[TESTO FORNITO]:
_ _ _ _ _

Recentemente una donna mi ha posto questa domanda: “Mi sono separata e successivamente ho conosciuto un uomo bravo, che mi riempie di attenzioni, che sa stare con i figli e che non lascerei per niente al mondo. Se fosse capitato a te, avresti rinunciato a tutto questo?”.
È una domanda simile a tante altre e che si può riassumere così: “Per quale motivo dovrei rinunciare a un qualcosa che io reputo bello, buono e che mi fa stare bene?”. Sinceramente è una domanda che mi sono fatto anch’io diverse volte, durante i vari anni e che deve trovare una risposta non banale, non superficiale o dettata da un sentimento momentaneo.
Innanzitutto, la parola rinunciare la percepisco come una nota stonata su una scelta di tutta una vita, perché mi richiama alla mente un qualcosa di negativo: è vero, ora siamo in Quaresima e siamo chiamati a fare qualche rinuncia, un fioretto, qualcosa che ci richiede un piccolo sacrificio; c’è chi rinuncia ai dolci, chi a Instagram o a qualche vizio, per togliere tutto quello che ci appesantisce nel cammino e che ci porta lontano da Quello che realmente conta.
Tuttavia si tratta di un periodo ben preciso e limitato, quaranta giorni, appunto, non mesi, anni o tutta la vita. Ritengo infatti che fare una scelta di vita e percepirla come una rinuncia, non può essere sostenibile o comunque mette già in conto numerose cadute o momenti in cui, per vari motivi (come stanchezza, stress, problemi vari), il vaso sarà talmente colmo da farci perdere il controllo.
Inoltre, non tutto quello che noi percepiamo come bene e bello, è effettivamente così, basti banalmente pensare ad esempio a chi fuma o a chi esagera nel bere: c’è qualcosa di piacevole che ci attira, ma alla fine il ritorno non è positivo per il nostro corpo; per questo motivo esistono il Vangelo e i comandamenti, per farci capire cosa è giusto e buono.
Specialmente all’inizio, quando mi sono separato a 37 anni, non avrei avuto difficoltà a trovare una ragazza, perché, anche se non ero interessato a frequentare altre persone, ho ricevuto delle proposte esplicite e mi sarei potuto “divertire”, secondo come la pensa il mondo.
Sarei un ipocrita se negassi di aver fantasticato a volte su quella che potrebbe essere stata la mia vita “se avessi accettato”, “se fossi uscito”, magari a quest’ora mi sarei trovato anche con altri figli; tuttavia, puntualmente, arrivo alla conclusione che non ho rinunciato a niente, ho solo scelto una strada, quella che reputo migliore, perché, anche dopo notti di passione, mi sarei comunque ritrovato solo con me stesso a domandarmi: “sto facendo una cosa giusta, cos’è davvero l’Amore, perché viviamo, perché accadono le cose, qual è lo scopo della vita e davvero con la morte finisce tutto?” (tralasciando poi il fatto che il mio benessere/egoismo sarebbe stato in contrasto con il bene delle figlie che hanno bisogno solo di un papà e di una mamma).

_ _ _ _ _

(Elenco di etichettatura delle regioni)
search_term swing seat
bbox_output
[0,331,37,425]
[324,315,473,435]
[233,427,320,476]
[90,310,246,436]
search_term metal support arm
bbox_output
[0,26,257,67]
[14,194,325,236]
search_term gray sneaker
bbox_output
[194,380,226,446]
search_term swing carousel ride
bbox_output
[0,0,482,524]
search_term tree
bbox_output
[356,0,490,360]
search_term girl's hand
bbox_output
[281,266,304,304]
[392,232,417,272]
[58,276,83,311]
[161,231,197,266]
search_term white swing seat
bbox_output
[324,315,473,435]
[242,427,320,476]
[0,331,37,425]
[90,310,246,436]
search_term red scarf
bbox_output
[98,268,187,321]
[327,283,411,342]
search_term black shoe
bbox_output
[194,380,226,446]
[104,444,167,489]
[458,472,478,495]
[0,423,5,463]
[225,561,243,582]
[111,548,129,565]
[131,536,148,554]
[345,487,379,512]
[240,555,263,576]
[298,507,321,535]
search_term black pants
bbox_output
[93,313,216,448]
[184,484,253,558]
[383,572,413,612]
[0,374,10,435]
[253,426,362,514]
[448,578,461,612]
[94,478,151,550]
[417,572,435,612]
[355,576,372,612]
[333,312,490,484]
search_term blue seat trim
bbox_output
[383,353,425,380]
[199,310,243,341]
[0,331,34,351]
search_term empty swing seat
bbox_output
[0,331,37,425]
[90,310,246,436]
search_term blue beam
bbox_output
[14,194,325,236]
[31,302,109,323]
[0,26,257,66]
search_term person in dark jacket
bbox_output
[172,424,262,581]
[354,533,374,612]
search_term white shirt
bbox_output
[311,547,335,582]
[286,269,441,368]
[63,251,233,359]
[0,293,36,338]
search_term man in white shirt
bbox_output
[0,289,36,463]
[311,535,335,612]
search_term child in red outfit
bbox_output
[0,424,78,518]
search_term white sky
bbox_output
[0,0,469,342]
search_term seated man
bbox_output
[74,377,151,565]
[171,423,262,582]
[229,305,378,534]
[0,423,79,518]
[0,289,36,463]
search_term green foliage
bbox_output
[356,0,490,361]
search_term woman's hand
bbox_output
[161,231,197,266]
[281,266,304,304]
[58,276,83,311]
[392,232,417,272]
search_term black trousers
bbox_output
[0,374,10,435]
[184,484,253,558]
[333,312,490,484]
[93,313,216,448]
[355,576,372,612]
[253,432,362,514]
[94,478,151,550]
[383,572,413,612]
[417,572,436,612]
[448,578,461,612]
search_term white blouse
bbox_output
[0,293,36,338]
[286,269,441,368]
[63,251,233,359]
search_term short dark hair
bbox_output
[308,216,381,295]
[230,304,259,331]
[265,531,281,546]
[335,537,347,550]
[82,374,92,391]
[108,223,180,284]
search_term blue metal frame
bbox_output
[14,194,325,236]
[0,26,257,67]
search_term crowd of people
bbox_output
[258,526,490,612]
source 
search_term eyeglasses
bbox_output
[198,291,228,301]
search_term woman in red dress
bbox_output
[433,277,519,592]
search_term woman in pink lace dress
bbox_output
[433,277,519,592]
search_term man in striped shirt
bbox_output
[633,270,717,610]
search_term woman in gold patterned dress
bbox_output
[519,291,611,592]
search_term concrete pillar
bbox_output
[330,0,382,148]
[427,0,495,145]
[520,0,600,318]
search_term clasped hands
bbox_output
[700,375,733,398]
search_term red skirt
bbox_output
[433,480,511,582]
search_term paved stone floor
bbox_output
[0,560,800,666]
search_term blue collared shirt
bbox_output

_ _ _ _ _

[COMPITO ASSEGNATO]:
Estrai dal testo sulla rinuncia dopo la separazione il passo che va da "Inoltre, non tutto" fino a "pensa il mondo." compreso.

[RISPOSTA AL PROBLEMA]:
Inoltre, non tutto quello che noi percepiamo come bene e bello, è effettivamente così, basti banalmente pensare ad esempio a chi fuma o a chi esagera nel bere: c’è qualcosa di piacevole che ci attira, ma alla fine il ritorno non è positivo per il nostro corpo; per questo motivo esistono il Vangelo e i comandamenti, per farci capire cosa è giusto e buono.
Specialmente all’inizio, quando mi sono separato a 37 anni, non avrei avuto difficoltà a trovare una ragazza, perché, anche se non ero interessato a frequentare altre persone, ho ricevuto delle proposte esplicite e mi sarei potuto “divertire”, secondo come la pensa il mondo.